WHAT YOU WILL DO:
Reproduce verbatim the lines of the material below, starting at the line with "Target: hand reflection" and ending at the line with "like [21, 109].", both inclusive; skip the rest.

MATERIAL TO PROCESS:
|---|

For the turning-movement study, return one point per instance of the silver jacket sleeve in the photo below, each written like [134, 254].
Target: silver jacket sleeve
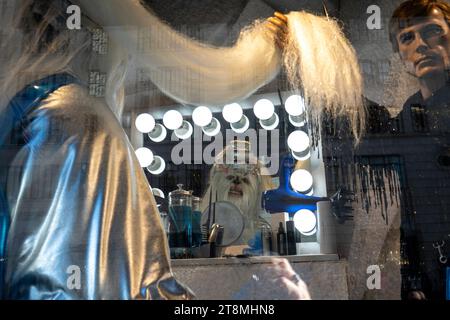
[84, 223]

|---|

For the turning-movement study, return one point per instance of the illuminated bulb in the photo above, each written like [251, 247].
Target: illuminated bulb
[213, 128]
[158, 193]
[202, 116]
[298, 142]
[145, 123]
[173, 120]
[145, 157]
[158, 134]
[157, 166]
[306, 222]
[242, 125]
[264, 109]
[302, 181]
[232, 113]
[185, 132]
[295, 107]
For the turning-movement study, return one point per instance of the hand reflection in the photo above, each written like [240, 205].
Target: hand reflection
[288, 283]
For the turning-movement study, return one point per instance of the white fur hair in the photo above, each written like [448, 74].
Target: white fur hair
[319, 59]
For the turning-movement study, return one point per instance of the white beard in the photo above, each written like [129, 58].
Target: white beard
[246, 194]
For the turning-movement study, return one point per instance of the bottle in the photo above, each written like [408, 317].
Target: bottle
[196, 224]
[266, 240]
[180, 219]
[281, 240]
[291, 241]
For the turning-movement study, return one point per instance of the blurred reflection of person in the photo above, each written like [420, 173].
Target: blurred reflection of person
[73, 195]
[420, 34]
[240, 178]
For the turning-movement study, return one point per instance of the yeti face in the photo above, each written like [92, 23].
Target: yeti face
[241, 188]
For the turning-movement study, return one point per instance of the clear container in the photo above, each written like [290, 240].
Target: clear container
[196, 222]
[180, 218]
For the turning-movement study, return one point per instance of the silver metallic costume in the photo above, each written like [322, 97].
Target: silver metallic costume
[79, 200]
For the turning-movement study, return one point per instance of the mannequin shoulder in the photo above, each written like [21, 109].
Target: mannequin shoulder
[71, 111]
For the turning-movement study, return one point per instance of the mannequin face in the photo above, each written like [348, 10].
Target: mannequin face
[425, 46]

|---|

ANSWER TO THIS TASK:
Target: hand reflection
[288, 283]
For the turning-movement study, return one point per instance of the white fur hair in the photo above, each written like [448, 74].
Target: white fur hair
[319, 59]
For the turning-movement study, return one point per instance of the white beard in the photo above, each written like [129, 58].
Target: white beard
[246, 194]
For the turning-movement study, return one point per instance of the bottle in the photo above, each written like [408, 317].
Target: bottle
[196, 224]
[266, 240]
[180, 219]
[281, 240]
[291, 241]
For the turning-movement study, return one point per instance of the blurred reflection of person in the photo above, each written like [420, 173].
Target: blurred reflection of person
[73, 195]
[420, 34]
[240, 178]
For the turning-movement study, return one point per instance of the yeti face in the photo above, each written like [92, 23].
Target: yeti face
[241, 188]
For the turning-movement study, return one point per instance of the clear container in the photo above, each written like [290, 240].
Target: clear container
[196, 222]
[180, 218]
For the turning-movement study, return one point per instance of the silver metallic costume in the photo above, each written like [322, 97].
Target: silver metallic costume
[79, 200]
For the turning-movement study, return one point per instance of the mannequin shoulder in the photo above, each written like [21, 109].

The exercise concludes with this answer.